- SHORT PROBLEM 1
Translate this sentence from the PHP session thread into Spanish: "If your code runs without any php syntax or sql syntax errors, any highlighting anomalies are due to the forum software."
- SHORT PROBLEM 2
Write out the part of the PHP session thread from "The only specific" up to and including "reported and displayed?" again, with "core/init.php" renamed to "config/setup.php".

- SOURCE EXTRACT
=-=-=-=-=
I have just been reviewing code you have been posting. You are changing which $_SESSION variable you are using all over the place. One time you post, it's $_SESSION['id'], the next time it's $_SESSION['user_id']. Until your code starts using the same variable everywhere, you are not going to get this to work.

If you goto www.yourdomain.com and do this, A) Logout works as expected, B) But your logout redirect returns to an index2.php page. I suspect that you have some .htaccess redirecting and/or url rewriting going on and/or multiple logout.php pages and multiple index.php and index2.php pages.

The only specific problem I can see is in core/init.php. The following line - $session_user_id = $_SESSION{'id'}; should probably be - $session_user_id = $_SESSION['user_id']; I actually ran your code, bypassing what I don't have, and log in and log out works as expected, as far as I can tell. Do you have php's error_reporting set to E_ALL and display_errors set to ON in your master php.ini so that ALL the php detected errors will be reported and displayed?

If your code runs without any php syntax or sql syntax errors, any highlighting anomalies are due to the forum software.

It would probably be a good idea if you shared what this script is from? I'm guessing you didn't write this, but are trying to debug it. You are trying to sneak up on a problem, by posting snippets that you think are where the problem is, but debugging code doesn't work that way, especially if you are not the one doing the debugging and you want someone in a help forum to actually help you without it taking three pages of posts to pin down the problem. Nothing you posted above is identified as being in or for index.php. Without that whole picture, no one here can possibly help you.

Last guess, without seeing all the code needed to reproduce the problem - you have some code in index.php or in includes/widgets/login.php that is setting $_SESSION['id']. Probably in a conditional test that only has one = sign (an assignment operator) instead of two == signs (an equal comparison operator.) If that's not it, you will need to post all the code (less any database credentials) that reproduces the problem.

^^^ Your logged_in() function is testing if $_SESSION['id'] isset. Assigning a zero to it is setting it.

That would mean that a changing path in the URL isn't causing multiple different sessions to exist for one client (browser.) The problem can still be due to URL's that are changing back and forth between having and not having www. in them. What does the phpinfo() statement show for the session.cookie_domain? (it's very likely empty as that is the default value and it would require you to specifically be setting it.) Since we don't have all your code needed to reproduce this problem, you would need to debug exactly what is occurring. For your logout code to clear the same session data that corresponds to your log in code, you need to have the same session id on the log out page that you have on your log in page (and in the session id cookie in your browser.) You can echo session_id(); in your code to see what the current session id is. You can also check the session id cookies in your browser to see if there is more than one matching your base domain, there would be one cookie for www.yourdomain.com and one for just yourdomain.com

To test the year for the <1900 condition, you would write a simple if(){} conditional statement.
=-=-=-=-=
- RAW DATA
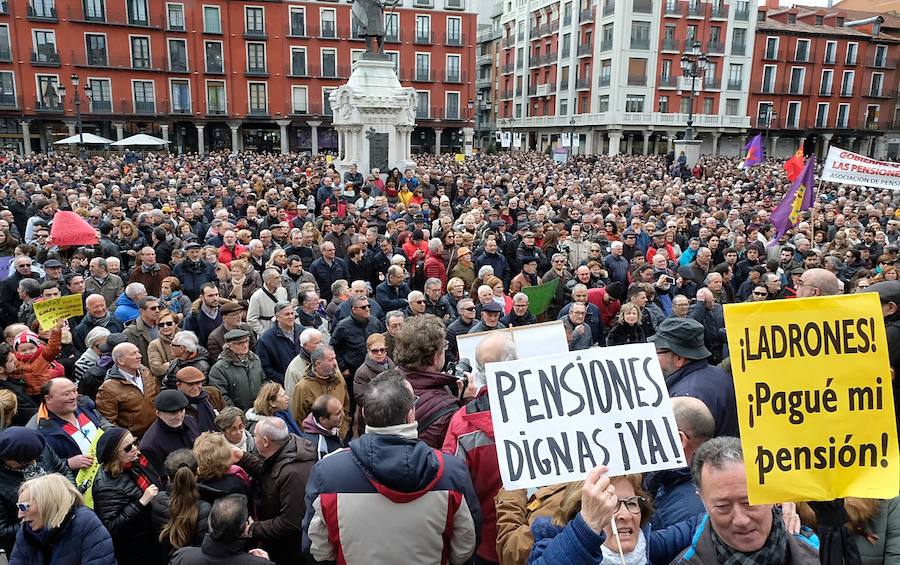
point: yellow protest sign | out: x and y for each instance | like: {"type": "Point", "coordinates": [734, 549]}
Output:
{"type": "Point", "coordinates": [815, 406]}
{"type": "Point", "coordinates": [49, 311]}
=-=-=-=-=
- EXPECTED OUTPUT 1
Si tu código se ejecuta sin ningún error de sintaxis de PHP ni de SQL, cualquier anomalía en el resaltado se debe al software del foro.

- EXPECTED OUTPUT 2
The only specific problem I can see is in config/setup.php. The following line - $session_user_id = $_SESSION{'id'}; should probably be - $session_user_id = $_SESSION['user_id']; I actually ran your code, bypassing what I don't have, and log in and log out works as expected, as far as I can tell. Do you have php's error_reporting set to E_ALL and display_errors set to ON in your master php.ini so that ALL the php detected errors will be reported and displayed?